** Exercise instructions **
Present the material below as a Markdown table with the columns Number and Record line, giving each nonblank line its own row with its row number and the line itself. Leave out blank lines.

** Entries provided **
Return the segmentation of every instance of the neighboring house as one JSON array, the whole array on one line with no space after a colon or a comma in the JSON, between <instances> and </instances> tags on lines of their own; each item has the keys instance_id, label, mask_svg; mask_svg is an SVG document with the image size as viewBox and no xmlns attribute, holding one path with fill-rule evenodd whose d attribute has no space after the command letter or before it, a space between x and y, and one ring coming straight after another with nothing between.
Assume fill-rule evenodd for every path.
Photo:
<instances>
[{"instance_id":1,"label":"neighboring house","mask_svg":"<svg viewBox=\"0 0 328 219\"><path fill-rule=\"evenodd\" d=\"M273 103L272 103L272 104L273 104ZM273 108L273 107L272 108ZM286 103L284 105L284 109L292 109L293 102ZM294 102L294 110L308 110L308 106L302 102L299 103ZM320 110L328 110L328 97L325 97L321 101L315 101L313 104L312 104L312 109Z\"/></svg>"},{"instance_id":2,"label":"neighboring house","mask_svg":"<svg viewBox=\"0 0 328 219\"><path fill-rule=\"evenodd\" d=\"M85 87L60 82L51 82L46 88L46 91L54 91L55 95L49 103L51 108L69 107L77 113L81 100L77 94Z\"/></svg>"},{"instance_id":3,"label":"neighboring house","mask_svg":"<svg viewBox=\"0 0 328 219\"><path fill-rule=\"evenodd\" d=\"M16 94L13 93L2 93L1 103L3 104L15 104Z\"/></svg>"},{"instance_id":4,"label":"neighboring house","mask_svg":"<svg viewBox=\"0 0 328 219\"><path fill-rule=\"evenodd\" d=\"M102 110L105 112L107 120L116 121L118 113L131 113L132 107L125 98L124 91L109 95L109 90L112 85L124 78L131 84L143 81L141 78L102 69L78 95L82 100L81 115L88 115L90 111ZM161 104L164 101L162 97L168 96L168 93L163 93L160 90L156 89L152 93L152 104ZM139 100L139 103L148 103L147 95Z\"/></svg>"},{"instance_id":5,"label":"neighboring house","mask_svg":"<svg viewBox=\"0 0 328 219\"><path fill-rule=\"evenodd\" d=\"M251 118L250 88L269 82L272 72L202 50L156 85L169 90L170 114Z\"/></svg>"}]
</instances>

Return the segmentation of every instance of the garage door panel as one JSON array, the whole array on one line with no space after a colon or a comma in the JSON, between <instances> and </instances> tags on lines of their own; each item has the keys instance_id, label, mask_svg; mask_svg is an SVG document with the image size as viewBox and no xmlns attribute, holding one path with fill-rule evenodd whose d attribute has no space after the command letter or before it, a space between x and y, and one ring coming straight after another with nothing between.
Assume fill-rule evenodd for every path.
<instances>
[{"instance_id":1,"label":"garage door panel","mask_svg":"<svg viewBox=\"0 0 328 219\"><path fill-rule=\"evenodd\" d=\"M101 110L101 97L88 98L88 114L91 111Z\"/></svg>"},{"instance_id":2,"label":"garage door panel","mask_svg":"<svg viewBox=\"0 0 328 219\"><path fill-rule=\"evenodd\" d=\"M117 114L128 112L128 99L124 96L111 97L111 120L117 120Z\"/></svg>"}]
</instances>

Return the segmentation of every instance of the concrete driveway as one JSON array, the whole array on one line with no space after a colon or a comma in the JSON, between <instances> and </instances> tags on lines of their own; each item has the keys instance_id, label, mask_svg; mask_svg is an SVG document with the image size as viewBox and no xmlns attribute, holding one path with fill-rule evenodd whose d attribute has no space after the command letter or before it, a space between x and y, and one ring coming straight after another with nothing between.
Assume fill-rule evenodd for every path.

** Expected answer **
| Number | Record line |
|---|---|
| 1 | Return the segmentation of every instance of the neighboring house as one JSON array, the whole array on one line with no space after a colon or a comma in the JSON, between <instances> and </instances> tags on lines of their own; each item has the keys instance_id, label, mask_svg; mask_svg is an SVG document with the image size as viewBox and no xmlns attribute, holding one path with fill-rule evenodd whose d attribute has no space after the command letter or before it, a space between x and y, and one ring coming straight after another with nothing between. |
| 2 | Assume fill-rule evenodd for every path. |
| 3 | Photo: |
| 4 | <instances> |
| 5 | [{"instance_id":1,"label":"neighboring house","mask_svg":"<svg viewBox=\"0 0 328 219\"><path fill-rule=\"evenodd\" d=\"M273 103L272 103L272 104L273 104ZM273 108L273 107L272 108ZM286 103L284 105L284 109L292 109L293 102ZM294 102L294 110L308 110L308 106L302 102L299 103ZM320 110L328 110L328 97L325 97L321 101L315 101L313 104L312 104L312 109Z\"/></svg>"},{"instance_id":2,"label":"neighboring house","mask_svg":"<svg viewBox=\"0 0 328 219\"><path fill-rule=\"evenodd\" d=\"M85 87L60 82L51 82L46 88L46 91L54 91L55 95L49 103L51 108L69 107L77 113L81 100L77 94Z\"/></svg>"},{"instance_id":3,"label":"neighboring house","mask_svg":"<svg viewBox=\"0 0 328 219\"><path fill-rule=\"evenodd\" d=\"M16 94L13 93L2 93L1 103L3 104L15 104Z\"/></svg>"},{"instance_id":4,"label":"neighboring house","mask_svg":"<svg viewBox=\"0 0 328 219\"><path fill-rule=\"evenodd\" d=\"M102 110L105 112L107 120L116 121L118 113L131 113L132 107L125 98L124 91L109 95L109 90L112 85L124 78L131 84L143 81L141 78L102 69L78 95L82 100L81 115L88 115L90 111ZM161 104L164 101L162 97L168 96L168 93L163 93L160 90L156 89L152 93L152 104ZM139 100L139 103L148 103L147 95Z\"/></svg>"},{"instance_id":5,"label":"neighboring house","mask_svg":"<svg viewBox=\"0 0 328 219\"><path fill-rule=\"evenodd\" d=\"M251 118L250 88L269 82L272 72L202 50L156 85L169 90L170 114Z\"/></svg>"}] |
| 6 | </instances> |
| 7 | Return the segmentation of every instance of the garage door panel as one JSON array, the whole array on one line with no space after a colon or a comma in the JSON, between <instances> and </instances> tags on lines of their own; each item has the keys instance_id, label, mask_svg; mask_svg is an SVG document with the image size as viewBox and no xmlns attribute, holding one path with fill-rule evenodd whose d attribute has no space after the command letter or before it, a space between x and y, and one ring coming straight after another with nothing between. |
| 8 | Assume fill-rule evenodd for every path. |
| 9 | <instances> |
| 10 | [{"instance_id":1,"label":"garage door panel","mask_svg":"<svg viewBox=\"0 0 328 219\"><path fill-rule=\"evenodd\" d=\"M101 110L101 97L88 98L88 114L91 111Z\"/></svg>"},{"instance_id":2,"label":"garage door panel","mask_svg":"<svg viewBox=\"0 0 328 219\"><path fill-rule=\"evenodd\" d=\"M117 114L128 112L128 99L124 96L111 97L111 120L117 120Z\"/></svg>"}] |
| 11 | </instances> |
| 12 | Return the segmentation of every instance of the concrete driveway as one JSON array, the whole array on one line with no space after a colon or a comma in the JSON, between <instances> and </instances> tags on lines of their own; each item has the keys instance_id, label, mask_svg; mask_svg is an SVG document with the image size as viewBox and no xmlns attribute, holding one path with fill-rule evenodd whose d attribute has no space after the command letter or before it, a space between x and y, and one ring coming straight after another with nothing between. |
| 13 | Assume fill-rule evenodd for every path. |